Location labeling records

* START *

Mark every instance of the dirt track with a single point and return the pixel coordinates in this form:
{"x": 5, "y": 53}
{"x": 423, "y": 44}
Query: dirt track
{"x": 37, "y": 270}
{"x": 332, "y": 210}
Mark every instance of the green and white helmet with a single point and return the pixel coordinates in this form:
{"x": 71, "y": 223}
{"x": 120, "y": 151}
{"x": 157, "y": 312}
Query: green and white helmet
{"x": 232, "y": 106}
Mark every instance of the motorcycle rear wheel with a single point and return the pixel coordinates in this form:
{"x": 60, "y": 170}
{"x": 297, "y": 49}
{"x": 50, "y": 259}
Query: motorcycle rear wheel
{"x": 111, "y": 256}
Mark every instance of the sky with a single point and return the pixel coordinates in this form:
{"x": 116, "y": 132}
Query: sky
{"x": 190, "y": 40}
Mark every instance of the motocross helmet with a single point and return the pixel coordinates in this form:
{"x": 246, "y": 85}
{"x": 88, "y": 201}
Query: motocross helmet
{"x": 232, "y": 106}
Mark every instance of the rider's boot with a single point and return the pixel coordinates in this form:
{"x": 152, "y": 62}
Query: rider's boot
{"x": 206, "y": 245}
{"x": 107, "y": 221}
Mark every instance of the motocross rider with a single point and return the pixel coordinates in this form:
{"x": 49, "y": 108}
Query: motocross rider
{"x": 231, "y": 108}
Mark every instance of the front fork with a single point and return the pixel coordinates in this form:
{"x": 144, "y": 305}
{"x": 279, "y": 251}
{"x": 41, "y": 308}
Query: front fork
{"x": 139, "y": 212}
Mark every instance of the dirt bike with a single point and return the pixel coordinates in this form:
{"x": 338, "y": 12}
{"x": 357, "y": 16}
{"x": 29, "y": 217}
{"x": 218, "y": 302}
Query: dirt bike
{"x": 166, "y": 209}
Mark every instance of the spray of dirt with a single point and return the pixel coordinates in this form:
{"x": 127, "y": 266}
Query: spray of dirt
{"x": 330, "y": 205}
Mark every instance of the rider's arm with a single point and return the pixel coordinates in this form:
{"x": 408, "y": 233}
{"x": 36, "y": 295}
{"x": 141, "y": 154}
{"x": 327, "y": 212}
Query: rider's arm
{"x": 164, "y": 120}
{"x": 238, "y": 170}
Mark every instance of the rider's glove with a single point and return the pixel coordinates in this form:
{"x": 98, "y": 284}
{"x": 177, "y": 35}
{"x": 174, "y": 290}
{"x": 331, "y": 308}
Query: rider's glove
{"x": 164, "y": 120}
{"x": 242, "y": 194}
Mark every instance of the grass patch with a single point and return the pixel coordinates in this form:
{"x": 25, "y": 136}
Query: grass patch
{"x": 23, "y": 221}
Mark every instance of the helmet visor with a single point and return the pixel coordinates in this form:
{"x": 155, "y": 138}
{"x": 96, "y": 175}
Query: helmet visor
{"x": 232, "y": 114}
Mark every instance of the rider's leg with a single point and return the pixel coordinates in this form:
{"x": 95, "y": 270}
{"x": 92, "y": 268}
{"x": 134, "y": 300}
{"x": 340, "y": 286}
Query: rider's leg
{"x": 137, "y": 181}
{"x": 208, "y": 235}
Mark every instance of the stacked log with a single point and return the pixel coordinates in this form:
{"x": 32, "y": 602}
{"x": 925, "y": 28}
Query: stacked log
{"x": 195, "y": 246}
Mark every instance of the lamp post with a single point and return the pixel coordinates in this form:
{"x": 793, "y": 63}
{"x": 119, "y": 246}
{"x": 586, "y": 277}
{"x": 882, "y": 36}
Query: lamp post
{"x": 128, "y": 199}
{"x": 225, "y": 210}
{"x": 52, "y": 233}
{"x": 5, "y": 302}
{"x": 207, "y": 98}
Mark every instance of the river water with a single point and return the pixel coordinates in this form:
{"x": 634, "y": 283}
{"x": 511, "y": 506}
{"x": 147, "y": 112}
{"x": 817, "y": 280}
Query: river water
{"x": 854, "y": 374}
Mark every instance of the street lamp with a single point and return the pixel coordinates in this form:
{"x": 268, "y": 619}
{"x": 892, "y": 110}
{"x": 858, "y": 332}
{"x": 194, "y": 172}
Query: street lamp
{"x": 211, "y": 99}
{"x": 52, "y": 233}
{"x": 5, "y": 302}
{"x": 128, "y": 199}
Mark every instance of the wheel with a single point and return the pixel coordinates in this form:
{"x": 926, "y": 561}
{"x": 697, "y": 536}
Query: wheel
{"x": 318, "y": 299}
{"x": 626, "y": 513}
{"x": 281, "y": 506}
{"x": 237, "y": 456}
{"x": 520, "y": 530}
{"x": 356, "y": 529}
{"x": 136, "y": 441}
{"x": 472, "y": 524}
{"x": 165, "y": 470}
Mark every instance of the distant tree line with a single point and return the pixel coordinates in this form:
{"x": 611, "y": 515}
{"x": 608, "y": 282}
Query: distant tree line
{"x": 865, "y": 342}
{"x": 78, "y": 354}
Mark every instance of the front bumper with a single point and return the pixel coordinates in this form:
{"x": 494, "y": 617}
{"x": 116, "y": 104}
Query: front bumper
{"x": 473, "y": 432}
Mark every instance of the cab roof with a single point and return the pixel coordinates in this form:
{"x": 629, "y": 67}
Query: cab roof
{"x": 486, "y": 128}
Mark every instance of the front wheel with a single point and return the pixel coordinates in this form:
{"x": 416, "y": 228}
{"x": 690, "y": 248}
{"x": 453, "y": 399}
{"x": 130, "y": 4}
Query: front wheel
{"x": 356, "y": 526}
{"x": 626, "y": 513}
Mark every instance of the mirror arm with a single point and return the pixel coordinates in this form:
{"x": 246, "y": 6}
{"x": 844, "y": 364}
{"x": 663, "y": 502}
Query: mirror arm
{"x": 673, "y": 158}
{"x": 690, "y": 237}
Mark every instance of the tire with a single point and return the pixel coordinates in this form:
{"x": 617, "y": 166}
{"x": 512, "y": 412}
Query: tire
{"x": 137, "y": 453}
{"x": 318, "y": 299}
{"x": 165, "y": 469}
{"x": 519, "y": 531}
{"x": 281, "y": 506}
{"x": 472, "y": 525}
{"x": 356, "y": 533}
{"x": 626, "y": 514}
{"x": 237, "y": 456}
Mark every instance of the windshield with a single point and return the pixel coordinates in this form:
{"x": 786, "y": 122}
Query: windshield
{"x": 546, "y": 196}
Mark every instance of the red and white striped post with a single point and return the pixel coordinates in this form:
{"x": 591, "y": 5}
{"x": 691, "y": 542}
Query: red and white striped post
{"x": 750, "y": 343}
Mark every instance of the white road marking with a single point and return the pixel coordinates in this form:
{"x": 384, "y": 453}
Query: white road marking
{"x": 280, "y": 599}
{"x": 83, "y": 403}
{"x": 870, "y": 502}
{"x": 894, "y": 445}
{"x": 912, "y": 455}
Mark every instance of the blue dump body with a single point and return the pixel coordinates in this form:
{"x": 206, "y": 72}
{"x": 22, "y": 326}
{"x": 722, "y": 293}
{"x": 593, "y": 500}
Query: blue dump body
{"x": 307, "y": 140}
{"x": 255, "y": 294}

* END *
* START *

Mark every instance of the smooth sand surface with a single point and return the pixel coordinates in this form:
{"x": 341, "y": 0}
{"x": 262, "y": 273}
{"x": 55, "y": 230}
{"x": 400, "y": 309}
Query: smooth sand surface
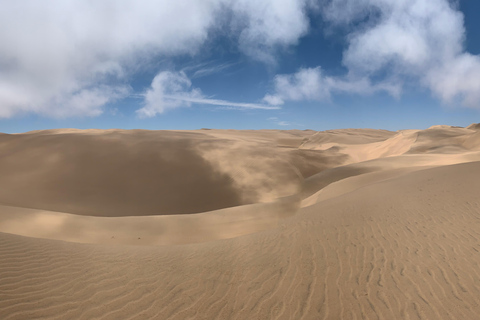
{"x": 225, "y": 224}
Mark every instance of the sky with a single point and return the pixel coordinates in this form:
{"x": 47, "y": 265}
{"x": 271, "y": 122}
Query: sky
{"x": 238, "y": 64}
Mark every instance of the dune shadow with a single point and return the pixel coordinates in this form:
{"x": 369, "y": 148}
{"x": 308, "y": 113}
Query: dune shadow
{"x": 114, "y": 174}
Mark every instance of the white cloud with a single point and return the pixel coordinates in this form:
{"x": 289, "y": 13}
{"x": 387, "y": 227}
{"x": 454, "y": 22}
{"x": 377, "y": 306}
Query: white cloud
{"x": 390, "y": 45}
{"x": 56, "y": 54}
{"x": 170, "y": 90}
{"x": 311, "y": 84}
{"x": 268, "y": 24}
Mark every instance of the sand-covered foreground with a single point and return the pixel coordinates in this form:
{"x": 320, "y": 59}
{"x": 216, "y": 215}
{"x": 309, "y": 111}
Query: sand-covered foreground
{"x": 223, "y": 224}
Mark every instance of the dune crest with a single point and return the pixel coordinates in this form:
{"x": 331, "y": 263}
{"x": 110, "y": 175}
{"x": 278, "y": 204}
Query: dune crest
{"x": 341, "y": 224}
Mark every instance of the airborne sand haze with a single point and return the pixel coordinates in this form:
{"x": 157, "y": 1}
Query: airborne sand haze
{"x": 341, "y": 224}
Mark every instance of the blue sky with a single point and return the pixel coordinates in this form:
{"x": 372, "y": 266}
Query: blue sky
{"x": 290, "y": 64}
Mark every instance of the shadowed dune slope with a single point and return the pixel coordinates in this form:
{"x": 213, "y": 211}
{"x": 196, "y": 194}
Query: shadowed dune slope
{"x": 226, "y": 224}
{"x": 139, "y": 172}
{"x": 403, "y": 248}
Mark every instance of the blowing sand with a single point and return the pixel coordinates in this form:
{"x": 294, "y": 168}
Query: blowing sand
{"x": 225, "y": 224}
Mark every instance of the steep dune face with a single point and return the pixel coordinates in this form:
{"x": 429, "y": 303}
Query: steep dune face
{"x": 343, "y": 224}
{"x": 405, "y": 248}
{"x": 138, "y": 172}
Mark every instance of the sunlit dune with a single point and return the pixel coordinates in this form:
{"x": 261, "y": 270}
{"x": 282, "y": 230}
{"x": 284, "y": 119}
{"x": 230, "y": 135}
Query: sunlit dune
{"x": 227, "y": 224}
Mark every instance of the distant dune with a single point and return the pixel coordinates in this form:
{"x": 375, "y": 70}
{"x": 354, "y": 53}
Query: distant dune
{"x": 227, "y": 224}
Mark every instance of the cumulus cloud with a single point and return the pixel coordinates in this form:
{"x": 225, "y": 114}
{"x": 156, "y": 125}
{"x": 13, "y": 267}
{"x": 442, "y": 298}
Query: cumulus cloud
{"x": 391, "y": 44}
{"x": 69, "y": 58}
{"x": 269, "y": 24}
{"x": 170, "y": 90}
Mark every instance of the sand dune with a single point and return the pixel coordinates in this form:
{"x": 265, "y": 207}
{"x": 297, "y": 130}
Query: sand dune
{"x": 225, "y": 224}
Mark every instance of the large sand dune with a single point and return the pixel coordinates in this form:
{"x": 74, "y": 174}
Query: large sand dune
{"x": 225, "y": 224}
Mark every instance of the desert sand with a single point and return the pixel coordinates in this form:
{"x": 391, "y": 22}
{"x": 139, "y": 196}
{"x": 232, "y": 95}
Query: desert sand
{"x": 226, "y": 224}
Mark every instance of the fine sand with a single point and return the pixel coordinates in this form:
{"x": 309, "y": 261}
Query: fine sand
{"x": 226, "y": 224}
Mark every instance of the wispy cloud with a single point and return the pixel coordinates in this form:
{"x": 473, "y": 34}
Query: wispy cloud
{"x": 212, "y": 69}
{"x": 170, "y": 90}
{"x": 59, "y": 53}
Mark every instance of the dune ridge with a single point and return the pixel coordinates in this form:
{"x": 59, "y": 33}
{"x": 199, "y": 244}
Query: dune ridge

* END *

WRITTEN REQUEST: Pick out each line of the data above that contains the string "grass" and copy those lines.

RESULT FOR THIS TASK:
Mark every instance of the grass patch with a single point and return the pixel coordinates in this form:
Query: grass patch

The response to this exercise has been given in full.